[Exercise details]
Can you extract every line of the data below verbatim, leaving the pictures out of your answer?
——
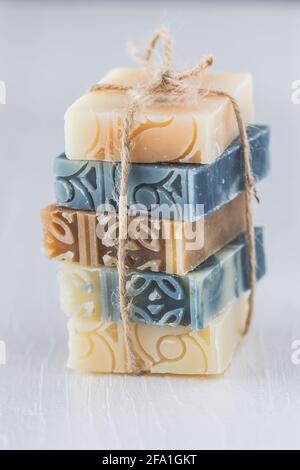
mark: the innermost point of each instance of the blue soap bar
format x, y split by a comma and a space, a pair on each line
89, 184
192, 300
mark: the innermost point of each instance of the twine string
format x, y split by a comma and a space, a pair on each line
169, 86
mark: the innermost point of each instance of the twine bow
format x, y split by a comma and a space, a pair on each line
168, 86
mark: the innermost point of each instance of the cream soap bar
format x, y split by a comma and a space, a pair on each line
171, 246
98, 347
162, 299
162, 132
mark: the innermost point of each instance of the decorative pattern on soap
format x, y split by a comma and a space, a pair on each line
196, 132
88, 185
98, 346
175, 247
161, 299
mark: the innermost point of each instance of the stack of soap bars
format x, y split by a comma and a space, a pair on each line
188, 279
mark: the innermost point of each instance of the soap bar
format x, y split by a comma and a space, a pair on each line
88, 185
98, 346
162, 299
174, 247
196, 132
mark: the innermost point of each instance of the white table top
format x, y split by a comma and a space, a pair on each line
49, 54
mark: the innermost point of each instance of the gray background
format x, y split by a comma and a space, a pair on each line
50, 52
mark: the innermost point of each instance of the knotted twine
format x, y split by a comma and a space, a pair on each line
168, 86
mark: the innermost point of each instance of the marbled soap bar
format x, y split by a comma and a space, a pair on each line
197, 132
88, 185
98, 346
162, 299
174, 247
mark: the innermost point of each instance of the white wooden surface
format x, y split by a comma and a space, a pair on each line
49, 53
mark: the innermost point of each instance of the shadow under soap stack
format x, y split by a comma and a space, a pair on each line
186, 249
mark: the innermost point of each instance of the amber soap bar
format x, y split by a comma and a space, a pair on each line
98, 346
191, 300
174, 247
197, 132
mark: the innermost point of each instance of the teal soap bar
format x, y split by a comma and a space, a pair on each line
89, 184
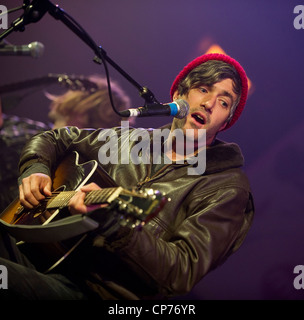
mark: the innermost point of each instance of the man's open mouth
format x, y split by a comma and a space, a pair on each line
199, 118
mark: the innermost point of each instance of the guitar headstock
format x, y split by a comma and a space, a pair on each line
136, 208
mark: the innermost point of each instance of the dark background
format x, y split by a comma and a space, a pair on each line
152, 41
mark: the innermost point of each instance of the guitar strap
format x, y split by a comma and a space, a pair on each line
59, 230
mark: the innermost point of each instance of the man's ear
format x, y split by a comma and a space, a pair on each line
175, 95
223, 126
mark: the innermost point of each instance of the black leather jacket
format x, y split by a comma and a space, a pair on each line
206, 220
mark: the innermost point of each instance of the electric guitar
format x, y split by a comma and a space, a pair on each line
48, 234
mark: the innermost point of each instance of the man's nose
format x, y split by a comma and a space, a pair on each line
209, 103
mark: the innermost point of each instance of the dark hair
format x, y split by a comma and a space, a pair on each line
209, 73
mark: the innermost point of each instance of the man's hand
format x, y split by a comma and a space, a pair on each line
34, 189
76, 204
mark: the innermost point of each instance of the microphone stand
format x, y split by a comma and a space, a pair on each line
34, 11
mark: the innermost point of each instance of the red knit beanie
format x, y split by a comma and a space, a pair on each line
224, 58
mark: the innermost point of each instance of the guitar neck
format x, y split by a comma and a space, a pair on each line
61, 199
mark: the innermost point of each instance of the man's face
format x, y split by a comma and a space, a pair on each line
209, 108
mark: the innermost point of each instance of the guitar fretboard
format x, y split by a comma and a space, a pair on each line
61, 199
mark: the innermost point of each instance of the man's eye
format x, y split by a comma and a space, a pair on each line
224, 104
204, 90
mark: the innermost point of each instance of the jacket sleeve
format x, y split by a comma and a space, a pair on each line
178, 260
48, 148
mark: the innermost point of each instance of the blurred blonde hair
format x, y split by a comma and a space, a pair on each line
88, 109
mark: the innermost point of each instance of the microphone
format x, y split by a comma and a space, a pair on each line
178, 109
34, 49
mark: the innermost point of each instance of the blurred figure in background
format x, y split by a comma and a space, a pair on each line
89, 108
14, 133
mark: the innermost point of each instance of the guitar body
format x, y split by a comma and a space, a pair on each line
69, 175
68, 178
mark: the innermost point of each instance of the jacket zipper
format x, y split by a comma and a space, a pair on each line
148, 179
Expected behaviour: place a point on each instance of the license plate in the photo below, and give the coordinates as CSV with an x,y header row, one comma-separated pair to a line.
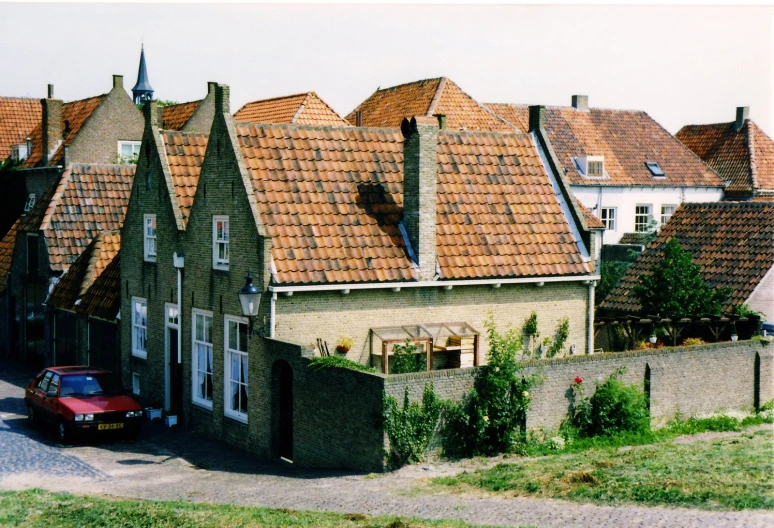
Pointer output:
x,y
110,426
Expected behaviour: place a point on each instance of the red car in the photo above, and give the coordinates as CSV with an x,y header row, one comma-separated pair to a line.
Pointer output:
x,y
81,399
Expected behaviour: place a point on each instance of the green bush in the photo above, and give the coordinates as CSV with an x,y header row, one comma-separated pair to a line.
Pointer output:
x,y
410,429
614,408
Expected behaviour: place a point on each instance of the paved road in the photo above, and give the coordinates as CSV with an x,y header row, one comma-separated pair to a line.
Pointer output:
x,y
175,464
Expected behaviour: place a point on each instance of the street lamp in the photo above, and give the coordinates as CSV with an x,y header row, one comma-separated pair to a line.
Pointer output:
x,y
250,300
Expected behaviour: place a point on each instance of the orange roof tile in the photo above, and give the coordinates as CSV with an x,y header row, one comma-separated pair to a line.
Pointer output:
x,y
185,154
18,118
733,242
300,109
88,199
744,157
7,245
332,200
387,107
74,115
174,117
627,139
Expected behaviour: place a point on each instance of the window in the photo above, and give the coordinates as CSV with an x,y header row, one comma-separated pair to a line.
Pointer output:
x,y
642,218
140,328
666,213
220,242
607,215
236,369
29,203
202,358
150,238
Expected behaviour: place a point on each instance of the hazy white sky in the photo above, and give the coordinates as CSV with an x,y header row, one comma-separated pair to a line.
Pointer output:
x,y
680,64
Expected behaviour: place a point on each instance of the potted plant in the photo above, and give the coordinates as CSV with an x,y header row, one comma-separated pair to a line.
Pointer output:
x,y
343,344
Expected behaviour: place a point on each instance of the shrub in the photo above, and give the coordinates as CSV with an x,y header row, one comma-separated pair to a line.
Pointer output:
x,y
614,408
410,429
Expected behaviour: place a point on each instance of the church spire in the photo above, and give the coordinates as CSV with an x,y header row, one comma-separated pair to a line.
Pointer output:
x,y
142,91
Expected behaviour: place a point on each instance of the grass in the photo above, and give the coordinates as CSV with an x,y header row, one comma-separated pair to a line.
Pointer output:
x,y
723,473
37,508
——
[Output for this task]
mark: the innermost point of each instance of the blue soap bar
format x, y split by a comma and a space, a pair on each line
89, 184
192, 300
mark: the innermost point of each instance of the twine string
format x, y split by a comma and a space, a pair on each line
169, 86
mark: the innermost point of each instance of the twine bow
format x, y split by a comma and a space, a pair on each line
168, 86
mark: the innermost point of each instance of the cream soap bar
format x, y split by a comma and a space, a pair on each line
171, 246
98, 347
162, 299
162, 132
mark: the innermost point of each instance of the decorative pattern on soap
format x, y split by a comma and a space, a pair on each line
196, 132
88, 185
98, 346
175, 247
161, 299
mark: the innermost point of each instance of the stack of soap bars
format x, y split by a comma and a space, a pair on each line
188, 279
mark: the innermost point of each instance of the soap bar
format x, y split by a comma and a space, a pair on each line
88, 185
98, 346
162, 299
174, 247
196, 132
mark: the innermost point of each instance of the white table top
format x, y split by a comma and a space, a pair on each line
49, 54
mark: the innermost point of each instance of the gray background
format x, y split by a comma and a space, a pair on each line
50, 52
mark: the innermost point of each instance of the knotted twine
format x, y split by a comma and a space, a pair on each line
168, 86
mark: the innermost point of each instance of the marbled soap bar
format x, y split by a comma and a space, a pair on each line
197, 132
88, 185
98, 346
162, 299
174, 247
mark: the innermost point of each instance of the white wooden surface
format x, y split by a comma and a space, a pair on each line
49, 53
mark: the innermost point of each instance of the shadow under soap stack
format x, y split by a comma and a space, a pair on each line
186, 249
mark: the innermost point of each instance of the amber soap bar
format x, y split by a comma and a space, a pair on each line
98, 346
191, 300
174, 247
197, 132
mark: the innermost point of each instance of the teal soap bar
format x, y split by a comma and a space, a pair on each line
89, 184
mark: the innermost point of each instance of the man's open mouth
format x, y split by a comma and a space, a pair on each line
199, 118
mark: the innermost point of each instance of the guitar headstock
format x, y split by a comma and a space, a pair on each line
136, 208
mark: the innermost point of each instance of the dark background
format x, y split by a comma and a space, a pair on each line
152, 41
mark: the innermost point of each instance of the guitar strap
format x, y split by a comma and a space, a pair on each line
59, 230
mark: the innermost point of each instance of the man's ear
format x, y split by a comma and a space, a pair on each line
175, 95
223, 126
mark: the innermost point of each instance of the black leather jacket
format x, y split by a comma and a space, a pair on each line
206, 220
mark: the innermost point of each instance of the electric guitar
format x, y split by a comma and a space, a pair on each line
48, 234
mark: the innermost point of each instance of the man's nose
format x, y split by a comma and a space, a pair on each line
209, 103
mark: the innermost point of each instance of the dark hair
format x, y split by a comma and a space, a pair on each line
209, 73
mark: the innermost point of each instance of the man's hand
format x, y split by a comma and a space, a pair on each line
34, 189
76, 204
mark: the innermost point of each instance of the microphone stand
format x, y split by a comma and a space, a pair on each line
34, 11
mark: the innermost point of each instance of the red knit beanie
format x, y split by a comma and a space, a pair on each line
224, 58
mark: the innermost point of each instance of the guitar neck
format x, y split by a comma and a space, a pair on each line
61, 199
mark: the innermost point of each instance of the man's face
format x, y split by a comma and a space, a pair on each line
209, 108
mark: the innermost point of each instance of the guitar fretboard
format x, y split by a comma and a space, a pair on each line
61, 199
mark: the innermost point of each instance of the man's eye
format x, y split by a comma and a space, a pair on each line
224, 104
204, 90
mark: the innermost point of each instance of the jacket sleeve
format x, y split by a comma and a space, a pair on each line
178, 260
48, 148
mark: the innermost point of each instance of the blurred blonde hair
format x, y split by a comma and a space, a pair on each line
88, 109
mark: the innermost point of each instance of the microphone
format x, y split by a comma and a space, a pair on each line
178, 109
34, 49
mark: the innermost point of each instance of the blurred figure in background
format x, y split by a comma and a space, a pair on each line
89, 108
14, 133
mark: the innermost point of each instance of the guitar body
format x, y split by a comma and a space, a pair on each line
69, 175
68, 178
mark: the innermost point of each instance of the jacket zipper
format x, y split by a comma and a space, a pair on each line
148, 179
Expected behaviour: place a point on each instance of the license plate in the photo below, and give the coordinates as CSV with an x,y header row, one comma-separated pair to a line.
Pointer output:
x,y
110,426
Expected behaviour: place a point on each instance of the red car in the photo above, and give the coordinates as CSV with an x,y header row, one comma-separated pair to a line.
Pointer output:
x,y
81,399
Expected behaviour: place a point on each instance of the green bush in the photo above, and give the coordinates as CSV with an x,y header row, one comma-separated pair to a line.
Pointer output:
x,y
410,429
614,408
Expected behaviour: place a point on each instance of the paved road in the photo above, and give the coordinates as CSV with an x,y header row, one comma-separated pair to a line.
Pointer output:
x,y
175,464
Expected behaviour: place a point on each instance of the street lamp in the photo above, and give the coordinates as CSV with an x,y header row, one comma-separated pair to a line.
Pointer output:
x,y
250,300
Expected behaviour: place a point on each instance of the orange roof tile in the photo above, and give the coordinates as CSV with an x,y header row, one comma-separated pair to a line.
Pointer output:
x,y
185,154
18,118
733,242
300,109
88,199
744,157
7,245
332,200
387,107
74,115
174,117
627,139
Expected behaviour: place a point on each instance of the window in the photo above, and give the coordinates as CSV with an x,y header row, one comma-separated pair to a line.
Pointer output:
x,y
642,218
140,328
666,213
220,242
607,215
236,369
29,203
202,358
150,238
Expected behaviour: place a point on each instance of the hazy white sky in the photo above, and give the coordinates as CSV with an x,y header row, one comma-separated pair to a line.
Pointer output:
x,y
680,64
Expected behaviour: place a point on each instance of the potted plant in the photo above, and give the coordinates as CSV with an x,y header row, one comma-separated pair to a line.
Pointer output:
x,y
343,344
Expected behaviour: place a point on each instance of the shrub in the photo above, and give the coordinates as CSV with an x,y header row, one comma-separated pair to a line.
Pointer output:
x,y
614,408
410,429
Expected behaviour: place a point on each instance of the church spire in the photo above, and give the coordinates as CSV with an x,y header row, one comma-separated pair to a line.
Pointer output:
x,y
142,91
Expected behaviour: place a point on each instance of the grass in the photo above, and give the coordinates as CSV with an x,y header row, one comma-separated pair to a line.
Pointer output:
x,y
723,473
37,508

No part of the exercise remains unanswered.